Work to complete
Copy everything from the line containing "Presence check: is the green tractor" down to the line containing "[164,227,215,340]", switching "rear fender" to "back fender" and leaving the rest unchanged.

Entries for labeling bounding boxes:
════════
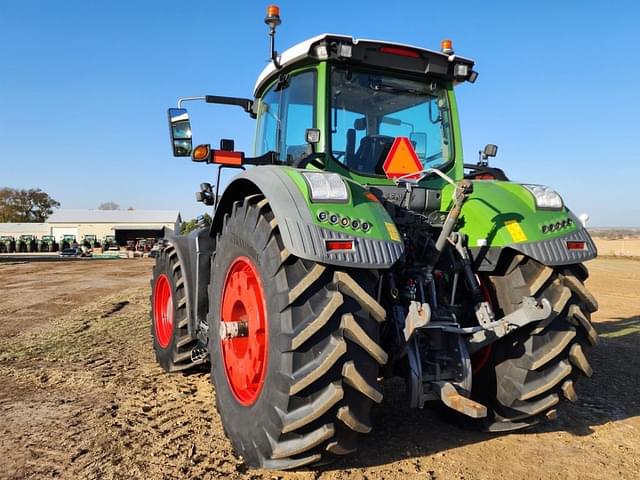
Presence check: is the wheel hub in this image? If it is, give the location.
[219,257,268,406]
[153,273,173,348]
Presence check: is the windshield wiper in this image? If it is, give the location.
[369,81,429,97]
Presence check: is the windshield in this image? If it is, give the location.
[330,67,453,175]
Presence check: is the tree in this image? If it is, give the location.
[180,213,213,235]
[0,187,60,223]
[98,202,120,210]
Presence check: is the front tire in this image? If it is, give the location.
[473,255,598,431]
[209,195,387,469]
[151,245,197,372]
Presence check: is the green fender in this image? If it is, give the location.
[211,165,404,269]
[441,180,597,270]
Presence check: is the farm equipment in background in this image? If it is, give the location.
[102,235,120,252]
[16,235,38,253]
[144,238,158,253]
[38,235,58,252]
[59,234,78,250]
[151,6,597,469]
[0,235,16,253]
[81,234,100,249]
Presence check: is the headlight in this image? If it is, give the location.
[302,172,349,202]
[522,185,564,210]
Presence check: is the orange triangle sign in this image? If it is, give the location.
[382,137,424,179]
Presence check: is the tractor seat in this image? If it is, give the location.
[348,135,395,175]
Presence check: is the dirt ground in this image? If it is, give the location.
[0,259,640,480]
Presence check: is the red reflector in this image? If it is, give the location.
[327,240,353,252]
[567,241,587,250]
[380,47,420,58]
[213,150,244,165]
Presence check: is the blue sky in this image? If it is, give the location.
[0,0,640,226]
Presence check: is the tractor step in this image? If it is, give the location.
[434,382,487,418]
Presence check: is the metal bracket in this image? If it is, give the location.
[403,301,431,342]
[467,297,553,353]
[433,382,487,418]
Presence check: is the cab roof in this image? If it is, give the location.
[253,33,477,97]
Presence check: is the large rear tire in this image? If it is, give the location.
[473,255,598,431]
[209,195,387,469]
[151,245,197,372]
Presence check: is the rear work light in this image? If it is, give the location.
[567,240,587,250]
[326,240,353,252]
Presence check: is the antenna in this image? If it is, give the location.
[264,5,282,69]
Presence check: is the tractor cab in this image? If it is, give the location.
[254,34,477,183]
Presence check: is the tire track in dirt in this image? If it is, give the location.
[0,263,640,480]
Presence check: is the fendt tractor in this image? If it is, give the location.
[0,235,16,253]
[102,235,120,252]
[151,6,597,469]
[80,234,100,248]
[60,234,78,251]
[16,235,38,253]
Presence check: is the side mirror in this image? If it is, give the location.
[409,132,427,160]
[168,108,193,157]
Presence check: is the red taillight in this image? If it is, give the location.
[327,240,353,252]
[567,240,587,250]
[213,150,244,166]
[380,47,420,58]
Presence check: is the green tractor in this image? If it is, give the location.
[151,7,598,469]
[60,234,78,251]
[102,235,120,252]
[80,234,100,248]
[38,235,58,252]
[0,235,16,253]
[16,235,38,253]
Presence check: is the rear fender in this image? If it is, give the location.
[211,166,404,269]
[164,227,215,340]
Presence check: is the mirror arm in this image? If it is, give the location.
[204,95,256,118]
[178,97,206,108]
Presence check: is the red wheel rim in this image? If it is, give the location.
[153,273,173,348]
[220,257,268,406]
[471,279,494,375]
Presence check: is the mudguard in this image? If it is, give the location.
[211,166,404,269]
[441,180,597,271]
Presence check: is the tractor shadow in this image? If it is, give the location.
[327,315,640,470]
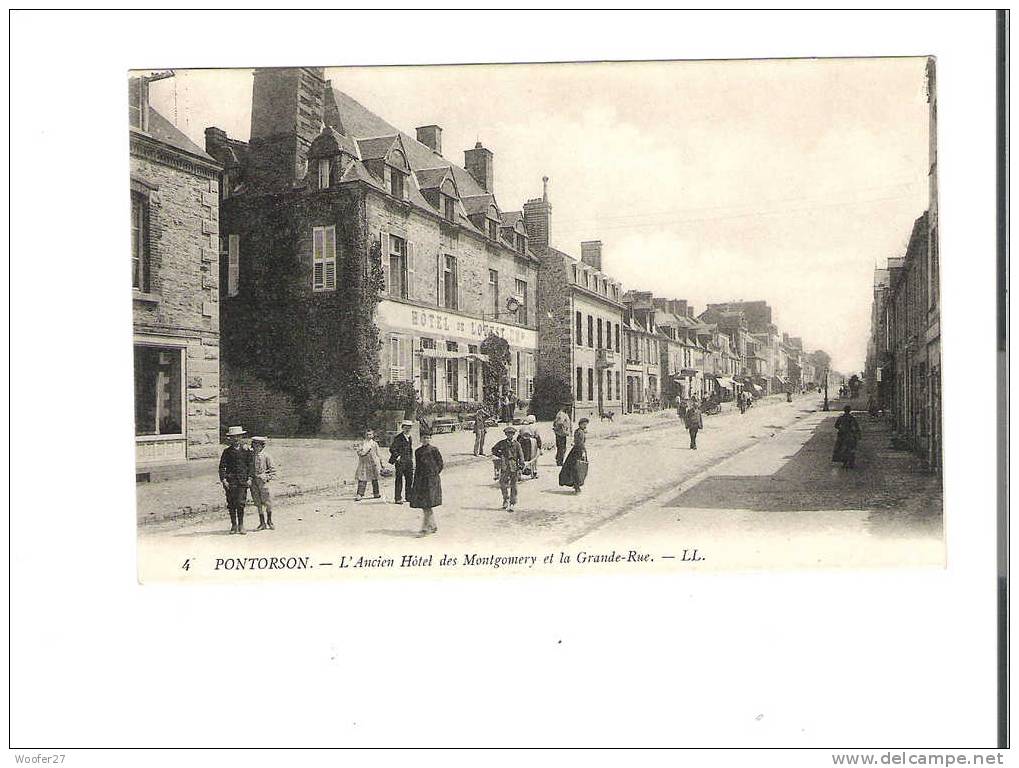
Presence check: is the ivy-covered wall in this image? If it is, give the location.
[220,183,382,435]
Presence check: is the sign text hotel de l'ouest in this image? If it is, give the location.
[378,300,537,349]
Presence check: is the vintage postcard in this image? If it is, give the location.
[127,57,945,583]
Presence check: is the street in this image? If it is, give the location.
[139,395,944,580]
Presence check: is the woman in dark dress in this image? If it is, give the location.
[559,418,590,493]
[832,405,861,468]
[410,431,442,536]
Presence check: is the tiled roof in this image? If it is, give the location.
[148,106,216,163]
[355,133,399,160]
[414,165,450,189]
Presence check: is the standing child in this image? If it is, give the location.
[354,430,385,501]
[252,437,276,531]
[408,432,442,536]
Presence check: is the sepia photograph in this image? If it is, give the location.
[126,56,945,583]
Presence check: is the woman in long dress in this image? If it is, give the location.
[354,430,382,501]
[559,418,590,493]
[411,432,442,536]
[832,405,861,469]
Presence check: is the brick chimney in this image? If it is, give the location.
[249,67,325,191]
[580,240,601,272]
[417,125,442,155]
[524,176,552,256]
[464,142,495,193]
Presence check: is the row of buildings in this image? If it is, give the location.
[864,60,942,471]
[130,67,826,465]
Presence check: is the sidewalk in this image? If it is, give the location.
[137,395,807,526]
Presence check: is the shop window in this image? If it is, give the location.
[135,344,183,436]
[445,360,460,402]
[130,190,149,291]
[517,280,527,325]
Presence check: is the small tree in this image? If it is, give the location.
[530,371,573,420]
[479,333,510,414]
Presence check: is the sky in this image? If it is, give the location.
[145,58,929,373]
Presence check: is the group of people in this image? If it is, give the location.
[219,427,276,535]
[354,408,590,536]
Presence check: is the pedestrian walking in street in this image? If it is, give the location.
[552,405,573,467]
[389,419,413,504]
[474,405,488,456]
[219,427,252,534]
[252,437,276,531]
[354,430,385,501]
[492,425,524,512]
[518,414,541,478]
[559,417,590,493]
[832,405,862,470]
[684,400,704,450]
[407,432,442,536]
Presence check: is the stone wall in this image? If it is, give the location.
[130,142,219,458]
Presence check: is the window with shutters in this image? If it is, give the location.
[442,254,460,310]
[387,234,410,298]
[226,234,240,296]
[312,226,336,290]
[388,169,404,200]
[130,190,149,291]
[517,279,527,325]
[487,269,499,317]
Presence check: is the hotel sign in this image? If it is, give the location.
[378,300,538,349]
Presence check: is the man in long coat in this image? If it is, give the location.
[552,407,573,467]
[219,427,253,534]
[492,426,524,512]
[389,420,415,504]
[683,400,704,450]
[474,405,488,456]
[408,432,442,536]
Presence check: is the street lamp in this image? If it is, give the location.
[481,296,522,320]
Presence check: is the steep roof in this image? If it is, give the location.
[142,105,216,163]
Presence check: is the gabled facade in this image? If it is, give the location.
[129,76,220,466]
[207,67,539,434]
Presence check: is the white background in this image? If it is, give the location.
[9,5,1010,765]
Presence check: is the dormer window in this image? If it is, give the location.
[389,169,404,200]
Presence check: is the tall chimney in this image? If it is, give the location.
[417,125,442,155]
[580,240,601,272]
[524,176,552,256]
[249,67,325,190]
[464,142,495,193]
════════
Solution for this problem
Presence check: is the green tractor in this image? If it is, give the location.
[151,7,598,469]
[60,234,78,251]
[102,235,120,252]
[80,234,100,248]
[38,235,58,252]
[0,235,16,253]
[16,235,38,253]
Presence check: is the back fender in this image? If it is, give the location.
[211,166,404,269]
[164,227,215,340]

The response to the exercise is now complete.